Entries for pointing and labeling:
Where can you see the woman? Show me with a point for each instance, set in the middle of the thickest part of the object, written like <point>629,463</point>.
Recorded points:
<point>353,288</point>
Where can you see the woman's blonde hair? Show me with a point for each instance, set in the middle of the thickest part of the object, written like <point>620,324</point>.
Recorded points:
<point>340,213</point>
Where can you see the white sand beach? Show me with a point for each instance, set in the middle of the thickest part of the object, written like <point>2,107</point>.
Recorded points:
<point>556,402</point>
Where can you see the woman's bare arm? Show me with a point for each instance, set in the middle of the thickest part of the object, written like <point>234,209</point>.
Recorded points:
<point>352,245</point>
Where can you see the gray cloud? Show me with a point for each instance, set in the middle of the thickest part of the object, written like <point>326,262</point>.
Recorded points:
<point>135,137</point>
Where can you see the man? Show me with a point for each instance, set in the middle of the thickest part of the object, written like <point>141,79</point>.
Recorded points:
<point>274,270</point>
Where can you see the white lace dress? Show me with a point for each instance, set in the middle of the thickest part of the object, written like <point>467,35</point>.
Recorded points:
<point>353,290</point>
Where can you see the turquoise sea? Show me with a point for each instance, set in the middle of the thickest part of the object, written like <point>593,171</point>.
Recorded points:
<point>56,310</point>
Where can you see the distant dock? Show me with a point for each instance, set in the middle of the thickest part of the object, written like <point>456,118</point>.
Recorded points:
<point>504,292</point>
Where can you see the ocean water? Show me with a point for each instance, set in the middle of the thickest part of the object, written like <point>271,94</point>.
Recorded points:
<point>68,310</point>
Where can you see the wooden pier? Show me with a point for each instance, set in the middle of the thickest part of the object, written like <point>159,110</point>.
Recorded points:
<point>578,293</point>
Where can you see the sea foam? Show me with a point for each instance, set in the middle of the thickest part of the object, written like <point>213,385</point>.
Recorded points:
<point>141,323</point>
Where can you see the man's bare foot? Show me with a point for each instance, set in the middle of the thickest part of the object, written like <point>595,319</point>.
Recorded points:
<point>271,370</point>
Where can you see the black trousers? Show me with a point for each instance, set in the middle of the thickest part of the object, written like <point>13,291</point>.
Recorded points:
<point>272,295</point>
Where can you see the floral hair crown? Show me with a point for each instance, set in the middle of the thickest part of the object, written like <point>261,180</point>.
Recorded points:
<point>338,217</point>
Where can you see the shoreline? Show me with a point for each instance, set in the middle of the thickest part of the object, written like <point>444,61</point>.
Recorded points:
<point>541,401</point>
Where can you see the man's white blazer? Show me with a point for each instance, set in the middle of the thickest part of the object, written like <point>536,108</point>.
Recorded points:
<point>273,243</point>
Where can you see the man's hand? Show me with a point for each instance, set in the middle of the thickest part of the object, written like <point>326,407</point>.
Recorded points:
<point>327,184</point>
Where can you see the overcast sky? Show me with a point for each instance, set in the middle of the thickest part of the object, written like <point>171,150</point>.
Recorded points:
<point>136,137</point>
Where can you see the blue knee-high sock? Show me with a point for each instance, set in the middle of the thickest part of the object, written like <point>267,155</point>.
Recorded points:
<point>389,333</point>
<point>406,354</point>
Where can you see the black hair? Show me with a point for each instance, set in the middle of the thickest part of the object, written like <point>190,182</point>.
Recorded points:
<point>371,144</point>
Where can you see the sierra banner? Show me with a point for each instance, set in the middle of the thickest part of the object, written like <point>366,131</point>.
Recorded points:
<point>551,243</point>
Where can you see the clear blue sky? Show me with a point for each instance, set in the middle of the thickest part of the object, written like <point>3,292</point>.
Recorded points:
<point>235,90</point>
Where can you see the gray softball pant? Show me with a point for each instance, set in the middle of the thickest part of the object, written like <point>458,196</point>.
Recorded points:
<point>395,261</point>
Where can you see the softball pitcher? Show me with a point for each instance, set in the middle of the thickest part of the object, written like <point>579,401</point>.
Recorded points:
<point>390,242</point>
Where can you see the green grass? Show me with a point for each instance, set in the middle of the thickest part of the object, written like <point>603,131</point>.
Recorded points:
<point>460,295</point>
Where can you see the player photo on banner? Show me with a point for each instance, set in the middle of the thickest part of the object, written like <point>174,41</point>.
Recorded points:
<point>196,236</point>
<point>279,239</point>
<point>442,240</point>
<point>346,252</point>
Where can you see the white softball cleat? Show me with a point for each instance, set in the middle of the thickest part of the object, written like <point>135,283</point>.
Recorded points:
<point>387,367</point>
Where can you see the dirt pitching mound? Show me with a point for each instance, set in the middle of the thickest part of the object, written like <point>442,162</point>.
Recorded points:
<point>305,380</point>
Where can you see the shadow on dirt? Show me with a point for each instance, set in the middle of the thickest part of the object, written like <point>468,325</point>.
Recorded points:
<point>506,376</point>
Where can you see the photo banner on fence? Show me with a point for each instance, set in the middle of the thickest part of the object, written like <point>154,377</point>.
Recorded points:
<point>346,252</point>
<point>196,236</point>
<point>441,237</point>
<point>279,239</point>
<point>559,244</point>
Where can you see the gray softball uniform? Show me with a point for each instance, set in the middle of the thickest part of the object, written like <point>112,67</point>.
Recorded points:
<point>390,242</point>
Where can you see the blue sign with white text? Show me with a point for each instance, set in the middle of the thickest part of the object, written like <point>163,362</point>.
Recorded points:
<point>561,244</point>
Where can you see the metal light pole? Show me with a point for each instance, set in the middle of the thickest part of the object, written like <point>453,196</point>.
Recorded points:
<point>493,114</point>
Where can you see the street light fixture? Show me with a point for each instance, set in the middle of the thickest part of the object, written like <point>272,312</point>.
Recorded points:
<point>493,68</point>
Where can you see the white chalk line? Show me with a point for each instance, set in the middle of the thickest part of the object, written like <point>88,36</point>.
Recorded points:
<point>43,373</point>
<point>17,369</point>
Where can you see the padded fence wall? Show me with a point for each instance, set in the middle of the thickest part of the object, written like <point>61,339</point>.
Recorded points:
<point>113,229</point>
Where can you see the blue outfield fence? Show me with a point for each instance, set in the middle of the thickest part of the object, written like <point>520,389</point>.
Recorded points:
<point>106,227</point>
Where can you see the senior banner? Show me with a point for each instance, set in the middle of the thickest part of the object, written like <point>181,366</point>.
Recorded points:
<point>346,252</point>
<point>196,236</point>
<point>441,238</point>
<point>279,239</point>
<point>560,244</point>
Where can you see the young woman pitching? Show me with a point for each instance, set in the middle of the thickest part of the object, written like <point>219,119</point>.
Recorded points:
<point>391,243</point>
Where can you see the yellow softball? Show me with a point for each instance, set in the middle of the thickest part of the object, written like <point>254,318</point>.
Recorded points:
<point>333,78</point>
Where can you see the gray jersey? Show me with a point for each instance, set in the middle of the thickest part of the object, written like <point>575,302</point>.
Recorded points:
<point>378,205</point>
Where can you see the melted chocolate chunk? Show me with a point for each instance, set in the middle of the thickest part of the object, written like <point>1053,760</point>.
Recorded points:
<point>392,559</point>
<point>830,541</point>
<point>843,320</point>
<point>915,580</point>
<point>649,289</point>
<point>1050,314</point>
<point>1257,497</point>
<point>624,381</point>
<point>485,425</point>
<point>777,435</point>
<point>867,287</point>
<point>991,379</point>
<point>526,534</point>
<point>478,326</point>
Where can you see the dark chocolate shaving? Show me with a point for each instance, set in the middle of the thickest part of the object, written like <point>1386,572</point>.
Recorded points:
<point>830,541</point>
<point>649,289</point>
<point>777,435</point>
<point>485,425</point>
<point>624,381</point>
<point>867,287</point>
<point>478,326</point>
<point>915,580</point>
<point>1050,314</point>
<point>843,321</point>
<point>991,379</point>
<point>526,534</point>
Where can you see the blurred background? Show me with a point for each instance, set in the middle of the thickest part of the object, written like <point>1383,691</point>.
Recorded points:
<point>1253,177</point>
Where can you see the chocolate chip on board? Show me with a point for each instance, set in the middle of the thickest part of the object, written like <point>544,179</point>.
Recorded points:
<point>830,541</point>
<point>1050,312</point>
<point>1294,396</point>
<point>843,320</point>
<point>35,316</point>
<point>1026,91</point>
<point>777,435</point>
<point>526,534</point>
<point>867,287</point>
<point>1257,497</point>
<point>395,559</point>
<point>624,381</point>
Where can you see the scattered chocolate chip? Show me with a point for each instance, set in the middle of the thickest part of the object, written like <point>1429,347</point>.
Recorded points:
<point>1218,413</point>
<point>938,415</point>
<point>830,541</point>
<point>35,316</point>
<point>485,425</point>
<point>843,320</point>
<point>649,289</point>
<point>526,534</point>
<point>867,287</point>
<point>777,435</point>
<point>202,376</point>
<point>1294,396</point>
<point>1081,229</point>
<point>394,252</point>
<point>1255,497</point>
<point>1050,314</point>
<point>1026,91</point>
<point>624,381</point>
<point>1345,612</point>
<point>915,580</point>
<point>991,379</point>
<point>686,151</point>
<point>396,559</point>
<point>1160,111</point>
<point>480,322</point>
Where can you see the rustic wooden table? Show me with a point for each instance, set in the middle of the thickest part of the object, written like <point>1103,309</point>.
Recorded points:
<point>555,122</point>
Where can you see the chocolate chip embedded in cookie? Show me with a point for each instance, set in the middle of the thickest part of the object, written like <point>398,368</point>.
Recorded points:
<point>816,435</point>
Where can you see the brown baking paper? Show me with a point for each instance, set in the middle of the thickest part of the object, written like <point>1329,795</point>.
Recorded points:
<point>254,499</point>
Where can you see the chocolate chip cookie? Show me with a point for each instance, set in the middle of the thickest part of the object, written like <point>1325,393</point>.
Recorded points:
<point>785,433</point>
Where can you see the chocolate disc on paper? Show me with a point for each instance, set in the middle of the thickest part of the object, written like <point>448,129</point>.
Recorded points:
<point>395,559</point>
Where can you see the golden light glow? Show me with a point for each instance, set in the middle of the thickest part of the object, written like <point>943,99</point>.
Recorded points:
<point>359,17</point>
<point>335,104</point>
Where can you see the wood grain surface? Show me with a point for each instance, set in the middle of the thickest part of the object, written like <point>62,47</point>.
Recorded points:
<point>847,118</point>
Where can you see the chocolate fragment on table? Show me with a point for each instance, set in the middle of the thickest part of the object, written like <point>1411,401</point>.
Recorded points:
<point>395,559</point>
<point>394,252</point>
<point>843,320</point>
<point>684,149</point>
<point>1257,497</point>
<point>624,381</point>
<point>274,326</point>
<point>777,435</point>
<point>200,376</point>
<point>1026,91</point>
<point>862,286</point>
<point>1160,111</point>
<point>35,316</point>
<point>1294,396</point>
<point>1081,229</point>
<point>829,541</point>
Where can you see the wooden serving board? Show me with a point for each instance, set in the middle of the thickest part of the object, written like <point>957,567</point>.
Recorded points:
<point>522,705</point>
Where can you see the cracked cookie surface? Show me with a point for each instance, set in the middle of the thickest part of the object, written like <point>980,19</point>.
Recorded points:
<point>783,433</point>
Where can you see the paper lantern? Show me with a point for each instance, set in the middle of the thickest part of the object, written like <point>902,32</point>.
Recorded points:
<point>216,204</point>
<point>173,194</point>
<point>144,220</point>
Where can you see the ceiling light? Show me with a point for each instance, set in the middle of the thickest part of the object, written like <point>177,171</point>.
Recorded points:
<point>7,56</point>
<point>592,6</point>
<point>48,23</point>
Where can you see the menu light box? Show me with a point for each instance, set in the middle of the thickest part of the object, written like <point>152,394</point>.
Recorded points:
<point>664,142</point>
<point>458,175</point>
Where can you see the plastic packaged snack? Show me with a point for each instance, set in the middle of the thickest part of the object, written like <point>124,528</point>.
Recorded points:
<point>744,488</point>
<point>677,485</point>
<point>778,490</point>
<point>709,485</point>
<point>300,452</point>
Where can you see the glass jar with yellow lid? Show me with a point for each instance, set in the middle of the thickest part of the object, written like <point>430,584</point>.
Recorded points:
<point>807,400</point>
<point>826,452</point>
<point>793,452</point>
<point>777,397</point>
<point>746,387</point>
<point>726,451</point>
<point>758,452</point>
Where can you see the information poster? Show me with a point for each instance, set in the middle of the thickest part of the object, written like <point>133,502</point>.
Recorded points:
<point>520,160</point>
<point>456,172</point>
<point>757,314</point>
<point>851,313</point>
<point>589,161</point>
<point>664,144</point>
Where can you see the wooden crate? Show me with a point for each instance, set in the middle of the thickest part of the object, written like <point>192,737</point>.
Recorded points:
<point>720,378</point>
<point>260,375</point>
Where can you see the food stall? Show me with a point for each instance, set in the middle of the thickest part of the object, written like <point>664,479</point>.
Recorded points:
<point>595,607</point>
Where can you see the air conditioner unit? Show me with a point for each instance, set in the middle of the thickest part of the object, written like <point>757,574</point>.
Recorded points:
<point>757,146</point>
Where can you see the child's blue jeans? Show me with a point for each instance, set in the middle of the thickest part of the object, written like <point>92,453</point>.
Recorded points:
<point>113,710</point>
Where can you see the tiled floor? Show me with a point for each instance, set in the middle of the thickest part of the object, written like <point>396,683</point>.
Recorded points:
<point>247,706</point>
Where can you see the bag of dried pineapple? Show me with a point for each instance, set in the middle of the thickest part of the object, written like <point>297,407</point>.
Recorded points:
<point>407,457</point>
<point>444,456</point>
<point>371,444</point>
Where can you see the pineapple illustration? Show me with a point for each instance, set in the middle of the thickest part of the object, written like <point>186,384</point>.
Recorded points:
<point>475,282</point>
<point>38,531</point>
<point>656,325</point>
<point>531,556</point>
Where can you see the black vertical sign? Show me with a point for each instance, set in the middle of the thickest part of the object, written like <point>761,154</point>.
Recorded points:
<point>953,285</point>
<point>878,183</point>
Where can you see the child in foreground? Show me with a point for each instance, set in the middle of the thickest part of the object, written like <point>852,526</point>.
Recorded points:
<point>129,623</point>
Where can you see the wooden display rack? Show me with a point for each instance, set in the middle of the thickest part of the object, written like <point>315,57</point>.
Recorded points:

What the exercise asks →
Rewrite the entries above as a Markdown table with the columns Row and Line, one numbered row per line, starting at the line containing "Where can you see the senior" and ending with the line containing "<point>560,244</point>", both included. Leave out any blank lines.

Final result →
| Row | Line |
|---|---|
| 1 | Where can you see the senior banner? Show me with a point for each instance, set in the middle of the thickest part of the object, written like <point>181,366</point>. |
| 2 | Recorded points: |
| 3 | <point>346,252</point> |
| 4 | <point>196,236</point> |
| 5 | <point>441,238</point> |
| 6 | <point>279,239</point> |
| 7 | <point>560,244</point> |